▶ **Extract provided**
····················

The issue facing legislators goes much deeper than the right to foreclose on a traditional mortgage. The underlying elephant in the room is whether these nouveau transactions were or are actually “traditional” mortgages as designed by our Hawaii statutes, or are they actually “securities transactions” with no disclosure to the homeowners as mandated by SEC Rules [Rule 10b-5]?
Research indicates that the properties and the borrower were “securitized” by the Fannie Mae computer software 1003 application process. It is a USPTO patented process that takes the application information and transfers it to the investment banks to put into REMIC trusts. This data is what is securitized, not the eye candy Note and Mortgage documents. However, there is no disclosure to the borrower that the application data was to be disclosed to Wall Street investment banks or slated for a scheme to treat properties and borrower data like stock certificates. This certainly was not the homeowner intended “traditional” mortgage process.
Making matters worse, behind the securitization curtain is another process called “rehypothecation” wherein banks among themselves distorted the legal principles of nemo dat and allowed pledging, repledging, hypothecating, or the rehypothecation of these property assets that they did not clearly own outright. These banks allowed others to “re-use” the assets as if it were a liquid commodity without regard for the title held in the name of the homeowner. This process was perpetuated by numerous patents that were essentially designed for foreclosure and stripping the land from the rightful owners under false [fraudulent] documents and testimony(s) before the courts.
Several university law professors have written about rehypothecation. IT’S 3:00 p.m., DO YOU KNOW WHERE YOUR COLLATERAL IS? Written by Christian A. Johnson, Assistant Professor of Law, Loyola University Chicago School of Law. B.A.; MPrA, Utah; J.D., Columbia, 1990. The opening statement is quite telling:
- “A borrower would probably be alarmed to learn that its lender had an unrestricted right to use and sell the collateral that the borrower had pledged to secure its borrowings. Borrowers typically believe that a lender should safeguard and protect collateral pledged to it, not use the collateral for its own gain. Yet in the derivatives market, it has become increasingly common for secured parties to insist upon such unrestricted use of pledged collateral.”

····················

▶ **Extracted material**
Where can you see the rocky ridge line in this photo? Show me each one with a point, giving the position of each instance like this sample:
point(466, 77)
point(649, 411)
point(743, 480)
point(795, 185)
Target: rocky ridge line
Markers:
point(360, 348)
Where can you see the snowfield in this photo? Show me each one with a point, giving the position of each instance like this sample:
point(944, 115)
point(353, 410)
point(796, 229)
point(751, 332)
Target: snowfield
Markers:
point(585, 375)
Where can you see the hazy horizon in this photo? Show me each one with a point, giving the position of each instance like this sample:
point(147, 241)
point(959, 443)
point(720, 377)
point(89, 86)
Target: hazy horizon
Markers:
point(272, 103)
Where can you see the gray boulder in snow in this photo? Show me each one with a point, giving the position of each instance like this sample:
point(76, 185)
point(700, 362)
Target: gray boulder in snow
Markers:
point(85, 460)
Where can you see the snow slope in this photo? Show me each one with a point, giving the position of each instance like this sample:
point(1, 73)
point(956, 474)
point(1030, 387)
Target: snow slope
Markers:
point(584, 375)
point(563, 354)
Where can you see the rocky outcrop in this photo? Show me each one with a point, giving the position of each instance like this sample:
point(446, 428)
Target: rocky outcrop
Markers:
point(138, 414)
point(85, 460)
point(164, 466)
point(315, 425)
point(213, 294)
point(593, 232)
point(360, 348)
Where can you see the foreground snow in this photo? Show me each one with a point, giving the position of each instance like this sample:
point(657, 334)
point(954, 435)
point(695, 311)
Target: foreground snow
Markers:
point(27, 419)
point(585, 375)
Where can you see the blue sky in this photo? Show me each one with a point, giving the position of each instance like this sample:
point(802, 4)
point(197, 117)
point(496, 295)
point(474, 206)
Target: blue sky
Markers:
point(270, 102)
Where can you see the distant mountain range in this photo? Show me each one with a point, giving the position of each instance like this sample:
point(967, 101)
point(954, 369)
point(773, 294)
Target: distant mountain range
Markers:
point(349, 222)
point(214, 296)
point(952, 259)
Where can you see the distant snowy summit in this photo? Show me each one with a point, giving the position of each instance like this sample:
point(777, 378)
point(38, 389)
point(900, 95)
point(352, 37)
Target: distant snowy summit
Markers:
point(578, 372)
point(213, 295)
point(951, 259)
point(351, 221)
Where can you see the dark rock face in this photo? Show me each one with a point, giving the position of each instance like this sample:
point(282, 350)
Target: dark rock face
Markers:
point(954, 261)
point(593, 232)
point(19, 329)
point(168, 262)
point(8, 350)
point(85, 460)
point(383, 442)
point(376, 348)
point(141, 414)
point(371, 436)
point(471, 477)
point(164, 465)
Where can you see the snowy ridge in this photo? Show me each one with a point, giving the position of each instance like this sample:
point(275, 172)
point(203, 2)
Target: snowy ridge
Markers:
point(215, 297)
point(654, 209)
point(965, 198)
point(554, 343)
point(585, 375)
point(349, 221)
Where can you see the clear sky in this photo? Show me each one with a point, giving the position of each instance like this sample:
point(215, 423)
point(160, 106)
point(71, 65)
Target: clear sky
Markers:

····················

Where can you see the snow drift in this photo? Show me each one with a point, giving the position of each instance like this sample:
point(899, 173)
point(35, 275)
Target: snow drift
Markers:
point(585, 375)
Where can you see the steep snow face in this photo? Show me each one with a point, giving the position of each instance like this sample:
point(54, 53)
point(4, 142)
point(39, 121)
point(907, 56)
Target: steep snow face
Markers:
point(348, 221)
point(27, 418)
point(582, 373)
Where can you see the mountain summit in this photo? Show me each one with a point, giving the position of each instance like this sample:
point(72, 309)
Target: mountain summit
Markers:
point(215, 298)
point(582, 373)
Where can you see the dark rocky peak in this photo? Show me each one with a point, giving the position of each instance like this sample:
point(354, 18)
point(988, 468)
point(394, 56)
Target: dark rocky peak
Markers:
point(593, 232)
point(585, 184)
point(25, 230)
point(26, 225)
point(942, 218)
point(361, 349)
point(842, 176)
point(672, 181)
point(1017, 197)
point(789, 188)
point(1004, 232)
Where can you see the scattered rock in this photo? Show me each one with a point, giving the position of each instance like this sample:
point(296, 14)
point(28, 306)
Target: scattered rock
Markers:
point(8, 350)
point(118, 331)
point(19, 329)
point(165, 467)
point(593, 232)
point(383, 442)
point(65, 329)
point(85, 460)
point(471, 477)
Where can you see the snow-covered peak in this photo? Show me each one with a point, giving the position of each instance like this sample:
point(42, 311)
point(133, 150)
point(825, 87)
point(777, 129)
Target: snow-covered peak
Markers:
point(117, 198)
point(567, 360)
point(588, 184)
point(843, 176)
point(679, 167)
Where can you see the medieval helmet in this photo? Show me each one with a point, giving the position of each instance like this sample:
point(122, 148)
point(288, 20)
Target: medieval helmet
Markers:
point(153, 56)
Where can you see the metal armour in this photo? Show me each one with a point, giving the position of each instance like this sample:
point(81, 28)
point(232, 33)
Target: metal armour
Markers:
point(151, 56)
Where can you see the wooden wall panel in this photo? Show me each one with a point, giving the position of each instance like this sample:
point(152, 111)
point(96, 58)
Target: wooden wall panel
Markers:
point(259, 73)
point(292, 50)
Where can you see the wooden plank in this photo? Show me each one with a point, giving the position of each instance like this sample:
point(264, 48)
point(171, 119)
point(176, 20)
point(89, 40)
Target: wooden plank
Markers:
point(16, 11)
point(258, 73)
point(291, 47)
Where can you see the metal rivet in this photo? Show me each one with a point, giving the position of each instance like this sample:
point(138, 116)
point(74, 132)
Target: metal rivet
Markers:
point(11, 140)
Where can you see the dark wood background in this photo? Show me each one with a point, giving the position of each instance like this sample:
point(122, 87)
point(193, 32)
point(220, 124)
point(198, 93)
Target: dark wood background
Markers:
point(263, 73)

····················

▶ **What is being asked**
Answer these questions on the mortgage securitization text:
(a) What process does it say securitized the properties and the borrower?
(b) Which legal principle does it say banks distorted through rehypothecation?
(c) At which law school is Christian A. Johnson listed as Assistant Professor of Law?

▶ **Task solution**
(a) The Fannie Mae computer software 1003 application process.
(b) Nemo dat.
(c) Loyola University Chicago School of Law.